▸ **Passage shown**:
+ + + +

Remarkable feats can be achieved by any individual, even in the face of seemingly insurmountable odds. All that is required is a strong will and wholehearted dedication to attain your goals. Moreover, age is never a barrier here. In the process, you may even help and inspire numerous fellow citizens.
The awe-inspiring stories of these three women are testament to these facts:
Arjuna Award winner, Deepa Malik is paralysed below the chest and has been undergoing treatment for a spinal tumour for the past 17 years.
But in her avatar as an international sportsperson, she leaves many able-bodied people behind. She has 57 national and international medals and has represented India at the Rio Paralympics 2016 under the Target Olympic Podium Scheme (TOPS). She is India’s first paraplegic woman swimmer, biker and rally-car driver and holds four Limca World Records for adventure sports.
Based on her inputs, India’s sports policy now includes the provision of equitable sports facilities and rewards for para- sportspersons. Deepa personally assists people with disabilities to take up sports, including rally-car driving.
A vocal advocate of the ‘Beti Bachao, Beti Padhao’ campaign, she promotes gender equality on national media, while also motivating women to overcome the ‘double stigma’ of gender and disability.
Deepa also helps men and women with disabilities secure jobs and earn their own livelihoods. Several corporate organizations rely on her expertise to make their businesses more inclusive for staff and clients. To encourage the younger generation, she conducts workshops for inclusive education, disability- sensitization and para-sports awareness in schools and colleges across India.
Deepa is a torch-bearer for the Accessible India Campaign. Her efforts resonate with the inclusion of disability enshrined in the mandates of sustainable development goals 8, 10 and 11. She is therefore, helping to transform India into a more inclusive society, both in terms of mindset and accessibility.
Her significant contributions made her a deserving recipient of the ‘Women Transforming India’ award in 2016.
Muskan Ahirwar is a sprightly nine year-old girl from Durga Nagar Village near Bhopal. She is a living example of what young India aims at and can do when they put their mind to it.
She is the youngest girl to run a library of her own in the slum area behind Rajya Siksha Kendra, in Arera Hills. She calls it Bal Pustakalaya (library for children). This is her effort to empower the slum children by educating them. She also holds open-discussions with other students, and reads aloud various modules from educational books.
In 2016, her library received 120 books from the Rajya Siksha Kendra. This has led to an increase in her library’s popularity in the area.
Muskan’s efforts have been recognised, and she was awarded the ‘Women Transforming India’ award in 2016.
To capture all that Mariazeena does in a short brief is to do her a disservice. Briefly speaking, she’s been a revolutionary educationist, social reformer and humanitarian.
As the director of Sathyabama University, a leading Science and Technology university in south India, she has made higher education free and accessible for the disadvantaged and differently-abled, including acid attack victims and under-privileged students who excel in sports.

+ + + +

▸ **Supplied entries**:
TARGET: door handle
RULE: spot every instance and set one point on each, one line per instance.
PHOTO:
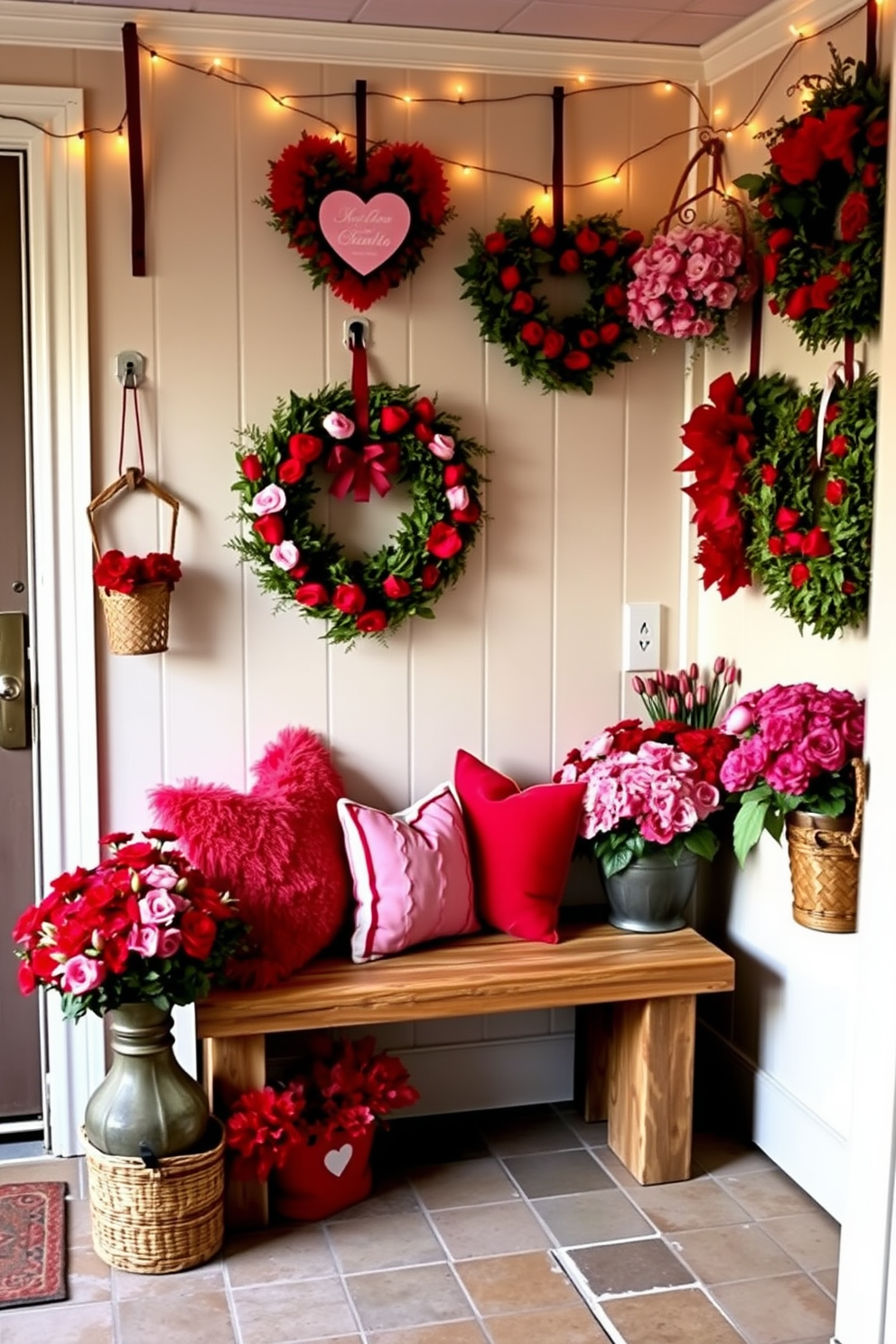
(14, 700)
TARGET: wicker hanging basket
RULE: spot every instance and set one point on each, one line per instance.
(135, 622)
(824, 864)
(157, 1220)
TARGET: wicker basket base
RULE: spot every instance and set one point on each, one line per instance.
(137, 622)
(157, 1220)
(824, 873)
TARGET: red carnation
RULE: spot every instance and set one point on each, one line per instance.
(443, 540)
(270, 528)
(312, 594)
(394, 418)
(350, 597)
(424, 409)
(786, 518)
(587, 241)
(854, 215)
(372, 621)
(395, 586)
(817, 543)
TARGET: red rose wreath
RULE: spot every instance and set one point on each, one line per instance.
(821, 204)
(306, 173)
(411, 441)
(501, 280)
(786, 501)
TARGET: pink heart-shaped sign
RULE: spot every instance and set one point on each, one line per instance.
(338, 1159)
(364, 233)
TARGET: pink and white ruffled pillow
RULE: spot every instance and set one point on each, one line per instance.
(411, 873)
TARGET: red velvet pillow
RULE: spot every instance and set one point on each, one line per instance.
(520, 845)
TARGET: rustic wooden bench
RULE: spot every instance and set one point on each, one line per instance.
(636, 1010)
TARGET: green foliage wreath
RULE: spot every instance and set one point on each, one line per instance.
(821, 206)
(297, 561)
(501, 277)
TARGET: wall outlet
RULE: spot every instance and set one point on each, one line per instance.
(642, 638)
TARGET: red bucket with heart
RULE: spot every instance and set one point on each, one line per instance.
(322, 1178)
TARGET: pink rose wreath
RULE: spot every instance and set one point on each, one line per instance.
(298, 562)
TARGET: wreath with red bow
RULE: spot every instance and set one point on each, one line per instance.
(769, 509)
(821, 206)
(297, 561)
(306, 173)
(501, 277)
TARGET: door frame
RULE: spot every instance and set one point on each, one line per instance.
(62, 601)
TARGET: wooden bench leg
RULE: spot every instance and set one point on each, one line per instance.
(593, 1032)
(234, 1065)
(650, 1093)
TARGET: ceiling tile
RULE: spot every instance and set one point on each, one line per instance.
(686, 30)
(466, 15)
(559, 19)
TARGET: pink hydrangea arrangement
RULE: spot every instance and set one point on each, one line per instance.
(686, 283)
(143, 926)
(649, 798)
(796, 748)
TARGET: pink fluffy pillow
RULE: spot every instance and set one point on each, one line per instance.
(278, 848)
(411, 870)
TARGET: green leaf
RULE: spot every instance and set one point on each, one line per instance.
(749, 826)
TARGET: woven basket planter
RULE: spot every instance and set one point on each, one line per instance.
(157, 1220)
(135, 622)
(824, 864)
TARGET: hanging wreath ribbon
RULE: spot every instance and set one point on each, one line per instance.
(501, 277)
(821, 206)
(407, 440)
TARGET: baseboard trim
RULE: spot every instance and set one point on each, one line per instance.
(796, 1139)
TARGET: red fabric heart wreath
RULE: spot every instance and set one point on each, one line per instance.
(317, 168)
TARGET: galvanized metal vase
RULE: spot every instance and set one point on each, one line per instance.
(145, 1097)
(652, 894)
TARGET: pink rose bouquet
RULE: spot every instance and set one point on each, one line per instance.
(686, 283)
(344, 1087)
(143, 926)
(796, 749)
(648, 789)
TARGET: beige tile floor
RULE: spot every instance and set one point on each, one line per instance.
(507, 1227)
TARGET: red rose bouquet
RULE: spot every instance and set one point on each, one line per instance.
(649, 788)
(143, 926)
(344, 1087)
(120, 573)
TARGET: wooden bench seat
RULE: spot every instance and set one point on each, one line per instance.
(634, 1059)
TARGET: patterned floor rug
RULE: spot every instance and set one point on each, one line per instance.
(33, 1244)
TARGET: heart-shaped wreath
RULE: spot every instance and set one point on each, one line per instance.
(360, 236)
(501, 278)
(821, 204)
(766, 506)
(410, 440)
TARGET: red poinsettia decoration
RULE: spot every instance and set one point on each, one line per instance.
(306, 173)
(123, 573)
(719, 437)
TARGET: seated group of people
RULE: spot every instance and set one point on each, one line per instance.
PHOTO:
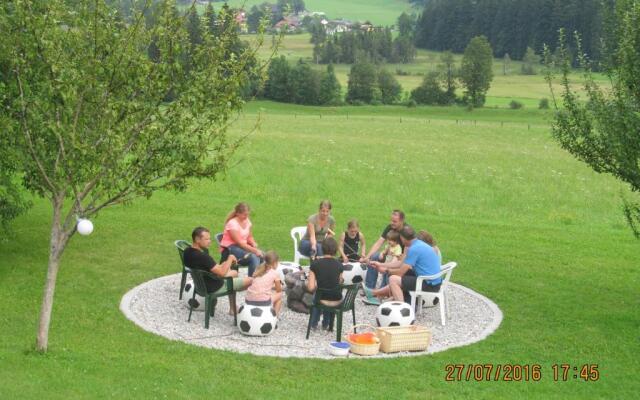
(406, 256)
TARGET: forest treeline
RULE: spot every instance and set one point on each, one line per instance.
(510, 25)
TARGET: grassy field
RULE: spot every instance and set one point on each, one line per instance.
(379, 12)
(527, 89)
(531, 228)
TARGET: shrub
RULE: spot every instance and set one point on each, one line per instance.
(544, 104)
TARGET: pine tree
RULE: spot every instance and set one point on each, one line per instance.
(390, 88)
(330, 89)
(476, 71)
(362, 86)
(529, 62)
(278, 87)
(506, 64)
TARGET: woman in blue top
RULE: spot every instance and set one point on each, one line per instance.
(420, 260)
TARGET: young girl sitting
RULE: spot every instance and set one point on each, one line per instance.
(428, 239)
(350, 248)
(265, 278)
(392, 251)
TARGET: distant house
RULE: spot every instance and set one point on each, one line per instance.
(291, 22)
(241, 20)
(336, 26)
(311, 14)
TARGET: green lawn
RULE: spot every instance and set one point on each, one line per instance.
(379, 12)
(531, 228)
(527, 89)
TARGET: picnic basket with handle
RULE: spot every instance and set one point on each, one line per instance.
(364, 349)
(404, 338)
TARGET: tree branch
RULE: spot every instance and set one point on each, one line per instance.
(27, 134)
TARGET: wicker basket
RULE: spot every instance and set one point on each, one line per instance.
(404, 338)
(364, 349)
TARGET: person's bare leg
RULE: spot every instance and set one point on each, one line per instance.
(232, 303)
(395, 285)
(276, 299)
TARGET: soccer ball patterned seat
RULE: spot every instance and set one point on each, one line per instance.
(187, 296)
(394, 313)
(257, 320)
(354, 273)
(285, 267)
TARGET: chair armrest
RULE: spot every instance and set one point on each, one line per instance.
(227, 280)
(423, 278)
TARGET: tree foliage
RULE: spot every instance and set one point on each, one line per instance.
(430, 91)
(530, 62)
(330, 88)
(476, 71)
(363, 83)
(604, 132)
(509, 25)
(85, 110)
(390, 88)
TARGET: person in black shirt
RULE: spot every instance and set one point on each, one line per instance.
(397, 223)
(197, 257)
(352, 247)
(326, 273)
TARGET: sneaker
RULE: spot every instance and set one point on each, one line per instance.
(371, 299)
(430, 304)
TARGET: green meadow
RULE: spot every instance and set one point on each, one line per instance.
(527, 89)
(531, 228)
(379, 12)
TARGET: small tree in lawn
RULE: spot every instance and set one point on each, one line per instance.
(506, 64)
(604, 132)
(529, 62)
(390, 88)
(449, 73)
(279, 86)
(476, 71)
(363, 83)
(84, 109)
(430, 91)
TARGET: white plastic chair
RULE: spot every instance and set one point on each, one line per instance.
(218, 237)
(445, 271)
(297, 233)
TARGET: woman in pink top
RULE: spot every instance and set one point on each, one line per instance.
(264, 279)
(238, 239)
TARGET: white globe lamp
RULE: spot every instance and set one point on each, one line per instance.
(85, 227)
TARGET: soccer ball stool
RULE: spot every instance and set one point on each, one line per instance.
(187, 296)
(395, 313)
(257, 320)
(353, 273)
(285, 267)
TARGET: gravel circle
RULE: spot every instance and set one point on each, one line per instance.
(155, 307)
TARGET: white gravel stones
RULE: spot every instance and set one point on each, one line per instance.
(155, 307)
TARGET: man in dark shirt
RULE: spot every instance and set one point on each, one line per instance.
(326, 273)
(197, 257)
(396, 223)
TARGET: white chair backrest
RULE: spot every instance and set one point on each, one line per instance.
(447, 269)
(297, 233)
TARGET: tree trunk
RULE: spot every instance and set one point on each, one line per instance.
(57, 244)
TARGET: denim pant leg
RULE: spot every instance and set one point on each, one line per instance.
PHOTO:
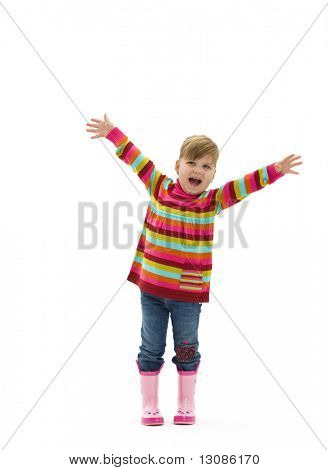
(185, 322)
(155, 318)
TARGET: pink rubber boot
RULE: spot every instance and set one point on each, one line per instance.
(151, 416)
(186, 393)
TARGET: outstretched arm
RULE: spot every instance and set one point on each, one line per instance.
(236, 190)
(128, 152)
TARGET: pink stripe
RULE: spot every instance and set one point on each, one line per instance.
(226, 194)
(128, 156)
(180, 259)
(253, 182)
(176, 287)
(146, 278)
(161, 224)
(146, 176)
(116, 136)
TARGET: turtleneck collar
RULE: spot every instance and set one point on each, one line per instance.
(181, 192)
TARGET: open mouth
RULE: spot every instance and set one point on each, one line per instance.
(194, 181)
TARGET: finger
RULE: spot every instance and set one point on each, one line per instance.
(295, 158)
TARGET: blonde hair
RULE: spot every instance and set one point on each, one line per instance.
(196, 146)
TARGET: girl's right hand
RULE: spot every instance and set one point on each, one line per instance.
(102, 128)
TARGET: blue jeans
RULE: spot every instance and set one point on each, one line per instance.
(185, 320)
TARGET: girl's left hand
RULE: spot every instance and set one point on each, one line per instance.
(287, 163)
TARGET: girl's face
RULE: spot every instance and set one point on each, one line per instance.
(202, 169)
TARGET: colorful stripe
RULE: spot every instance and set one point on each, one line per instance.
(173, 258)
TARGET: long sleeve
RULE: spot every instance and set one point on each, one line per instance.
(132, 156)
(236, 190)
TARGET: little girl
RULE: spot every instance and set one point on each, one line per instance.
(173, 261)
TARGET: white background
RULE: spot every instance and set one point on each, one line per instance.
(162, 71)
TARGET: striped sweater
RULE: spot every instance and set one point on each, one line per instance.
(173, 258)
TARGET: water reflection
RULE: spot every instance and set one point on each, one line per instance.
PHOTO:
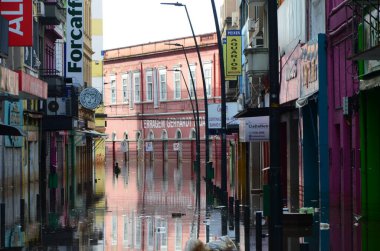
(151, 205)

+ + + +

▸ **Activities**:
1. Do the following statements agree with the profiles of three women above? For each, answer yes or no and quote the exact words of the profiles that decide it. (a) Deepa Malik represented India at the Rio Paralympics 2016. (b) In 2016, Muskan's library received 200 books from the Rajya Siksha Kendra. (c) Mariazeena serves as chancellor of Sathyabama University.
2. Continue the profiles of three women from the point where they end.

▸ **Responses in order**:
1.
(a) Yes: "has represented India at the Rio Paralympics 2016 under the Target Olympic Podium Scheme (TOPS)"
(b) No: "In 2016, her library received 120 books from the Rajya Siksha Kendra."
(c) No: "As the director of Sathyabama University"

2.
Through her Anbu Foundation, she has ‘adopted’ seven panchayat schools, two villages and provides lifetime support to 40 NGOs. Mariazeena also conducts free coaching classes for civil service aspirants and runs skill-development courses for school dropouts and government school students, for the benefit of 50 government schools.
As a social reformer, she has also initiated several programmes for the empowerment and upliftment of under- privileged women in 45 villages. Her philanthropy extends to needy children, destitute women as well as providing free education to the children of war widows.
Mariazeena has also introduced satellite-based e-learning vocational courses for rural youths through village resource centres that connect 300 villages across India. Each year, thousands of youths are trained to become plumbers, medical lab technicians, nursing assistants and electricians through these courses.
Mariazeena supports several foundations and trusts, sponsors monthly medical expenses for children affected by cancer and expresses her environmental concerns through her advocacy for a Green India. She has undertaken tree planting initiatives with great zeal and initiated a beach cleaning drive under the Swachh Bharat Abhiyaan. She organizes free health camps and several rallies and awareness programmes for various social causes.
Although her work is primarily in the field of education, Mariazeena is also an active and committed contributor to the economic and social development of India through initiatives that provide employment and empowerment to the disadvantaged.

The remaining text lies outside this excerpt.